Are you able to quote each entry exactly as written?
-- START EXTRACTED INFORMATION --
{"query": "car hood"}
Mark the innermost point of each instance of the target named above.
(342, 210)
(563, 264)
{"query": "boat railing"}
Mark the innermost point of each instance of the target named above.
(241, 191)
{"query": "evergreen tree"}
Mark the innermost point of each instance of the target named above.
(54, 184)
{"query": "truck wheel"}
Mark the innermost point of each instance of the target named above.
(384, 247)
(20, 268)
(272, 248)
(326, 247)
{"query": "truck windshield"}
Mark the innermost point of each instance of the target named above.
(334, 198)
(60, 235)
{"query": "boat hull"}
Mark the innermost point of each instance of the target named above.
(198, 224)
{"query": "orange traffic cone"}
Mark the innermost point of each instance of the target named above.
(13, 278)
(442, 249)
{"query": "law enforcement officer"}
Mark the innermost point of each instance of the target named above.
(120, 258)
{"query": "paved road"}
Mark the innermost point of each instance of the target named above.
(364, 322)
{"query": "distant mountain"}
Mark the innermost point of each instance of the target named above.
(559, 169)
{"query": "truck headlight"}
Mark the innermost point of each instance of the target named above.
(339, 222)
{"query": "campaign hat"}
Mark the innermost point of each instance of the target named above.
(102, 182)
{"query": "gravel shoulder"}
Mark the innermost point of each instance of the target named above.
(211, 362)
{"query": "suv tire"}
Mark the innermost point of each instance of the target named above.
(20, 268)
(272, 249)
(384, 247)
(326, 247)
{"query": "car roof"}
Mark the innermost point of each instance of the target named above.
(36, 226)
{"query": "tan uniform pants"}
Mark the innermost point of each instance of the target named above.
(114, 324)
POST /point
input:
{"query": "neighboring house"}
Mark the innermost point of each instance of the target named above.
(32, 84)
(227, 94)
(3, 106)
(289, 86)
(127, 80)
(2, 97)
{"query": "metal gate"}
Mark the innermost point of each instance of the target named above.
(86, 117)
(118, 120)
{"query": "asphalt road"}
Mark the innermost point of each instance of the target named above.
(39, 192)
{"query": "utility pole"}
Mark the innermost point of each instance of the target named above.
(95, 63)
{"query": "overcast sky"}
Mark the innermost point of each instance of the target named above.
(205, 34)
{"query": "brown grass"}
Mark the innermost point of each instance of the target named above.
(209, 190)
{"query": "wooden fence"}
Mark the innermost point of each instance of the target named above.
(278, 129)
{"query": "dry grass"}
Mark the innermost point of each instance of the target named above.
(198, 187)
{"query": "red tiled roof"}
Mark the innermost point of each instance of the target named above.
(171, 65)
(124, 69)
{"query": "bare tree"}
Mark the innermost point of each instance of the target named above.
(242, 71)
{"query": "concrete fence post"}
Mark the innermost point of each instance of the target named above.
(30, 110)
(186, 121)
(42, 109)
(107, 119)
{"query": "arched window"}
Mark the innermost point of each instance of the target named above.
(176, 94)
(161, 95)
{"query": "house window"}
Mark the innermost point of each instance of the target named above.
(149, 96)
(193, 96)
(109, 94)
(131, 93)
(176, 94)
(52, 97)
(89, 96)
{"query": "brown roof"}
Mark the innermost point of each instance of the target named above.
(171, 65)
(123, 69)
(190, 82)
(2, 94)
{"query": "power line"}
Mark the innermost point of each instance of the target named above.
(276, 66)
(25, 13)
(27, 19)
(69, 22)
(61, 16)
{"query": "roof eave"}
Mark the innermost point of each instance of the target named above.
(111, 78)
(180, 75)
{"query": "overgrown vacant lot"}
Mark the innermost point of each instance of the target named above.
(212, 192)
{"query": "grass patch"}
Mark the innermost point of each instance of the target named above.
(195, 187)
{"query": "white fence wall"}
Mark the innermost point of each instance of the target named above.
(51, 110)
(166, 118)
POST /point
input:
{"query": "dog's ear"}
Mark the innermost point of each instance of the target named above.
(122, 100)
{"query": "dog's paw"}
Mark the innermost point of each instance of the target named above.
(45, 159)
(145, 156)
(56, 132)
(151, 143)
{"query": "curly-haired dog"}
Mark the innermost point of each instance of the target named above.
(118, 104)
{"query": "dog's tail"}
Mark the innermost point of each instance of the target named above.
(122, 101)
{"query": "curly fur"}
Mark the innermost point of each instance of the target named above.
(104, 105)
-- END EXTRACTED INFORMATION --
● EXERCISE OUTPUT
{"query": "car hood"}
Mark the innermost point of each instance of the target named above.
(342, 210)
(563, 264)
{"query": "boat railing"}
Mark the innermost point of each instance of the target named above.
(241, 191)
{"query": "evergreen tree"}
Mark the innermost point of each instance of the target named above.
(54, 184)
{"query": "truck wheel"}
Mark the innermost point of each instance of the target named above.
(384, 247)
(20, 268)
(272, 248)
(326, 247)
{"query": "truck windshield"}
Mark the innermost point of each instance of the target named above.
(334, 198)
(60, 235)
{"query": "boat hull"}
Mark the innermost point of each instance of the target named above.
(198, 224)
{"query": "orange traffic cone"}
Mark the innermost point of each instance of the target named above.
(13, 278)
(442, 249)
{"query": "law enforcement officer"}
Mark the innermost point of each instance of the target named above.
(120, 258)
{"query": "paved road"}
Mark the innermost point of each instance of the target named above.
(364, 322)
{"query": "distant mountain"}
Mark the innermost point of each instance of the target named above.
(559, 169)
{"query": "truck headlight"}
Mark the innermost point of each instance of the target named above.
(339, 222)
{"query": "campaign hat"}
Mark the innermost point of each instance of the target named above.
(102, 182)
{"query": "gravel shoulder"}
Mark the innermost point of each instance of the target named above.
(211, 362)
{"query": "suv tire"}
Mark the innermost point of each instance of the target named above.
(20, 268)
(272, 249)
(384, 247)
(326, 247)
{"query": "car roof"}
Mark the innermost point of each instance of the target named above.
(36, 226)
{"query": "tan uniform pants"}
Mark the innermost point of each instance of the target named above.
(114, 324)
POST /point
input:
{"query": "neighboring house"}
Mark the innermost point of each instance of the target named above.
(32, 84)
(227, 94)
(3, 106)
(289, 86)
(127, 80)
(2, 97)
{"query": "metal gate"}
Mark the innermost point of each instance of the target named above.
(86, 117)
(118, 120)
{"query": "asphalt road"}
Mark the innermost point of each instance of the target named above.
(39, 192)
{"query": "utility pole"}
Mark the innermost point of each instance of the target named above.
(95, 63)
{"query": "overcast sky"}
Mark the innermost point of each instance of the target named above.
(205, 34)
{"query": "brown grass"}
Mark the innermost point of each instance of the target named above.
(209, 190)
{"query": "wooden fence"}
Mark the innermost point of each instance of the target named above.
(278, 129)
{"query": "dry grass"}
Mark the innermost point of each instance of the target named above.
(198, 187)
{"query": "red tiled roof"}
Mark the innermost point of each instance of the target named above.
(171, 65)
(124, 69)
{"query": "bare tree"}
Mark the innermost point of each instance of the target named above.
(242, 71)
{"query": "concrete fence post"}
Mark the innermost point of each instance of the target named above.
(30, 110)
(186, 121)
(42, 109)
(107, 119)
{"query": "arched window"}
Mark the innermost point of each instance of the target named above.
(176, 94)
(161, 95)
{"query": "house window"}
Mark the innermost point of each instance of the target named above.
(149, 96)
(193, 96)
(109, 94)
(131, 93)
(176, 94)
(52, 97)
(89, 96)
{"query": "brown roof"}
Mark the innermost point of each instance of the target named above.
(171, 65)
(123, 69)
(190, 82)
(2, 94)
{"query": "power line"}
Mark the innermost point of each instance of the target named above.
(276, 66)
(25, 13)
(27, 19)
(69, 22)
(61, 16)
{"query": "roof eave"}
Mark the innermost point of each instance of the target named above.
(111, 78)
(180, 75)
{"query": "overgrown vacant lot"}
Mark the innermost point of each instance of the target named above.
(212, 192)
{"query": "grass patch"}
Mark the innermost point of each instance of the target named above.
(195, 187)
{"query": "white fence wall"}
Mark the innermost point of each instance of the target named above.
(51, 110)
(166, 118)
POST /point
input:
{"query": "dog's ear"}
Mark the innermost point of each instance of the target named above.
(122, 100)
{"query": "dog's paw"}
Mark the innermost point of each instance of the target named above.
(45, 159)
(145, 156)
(56, 132)
(151, 143)
{"query": "curly-haired dog"}
Mark the innermost point of each instance of the target named above.
(118, 104)
{"query": "dog's tail"}
Mark the innermost point of each instance of the target named above.
(122, 101)
{"query": "curly fur"}
Mark the innermost point of each instance of the target named above.
(104, 105)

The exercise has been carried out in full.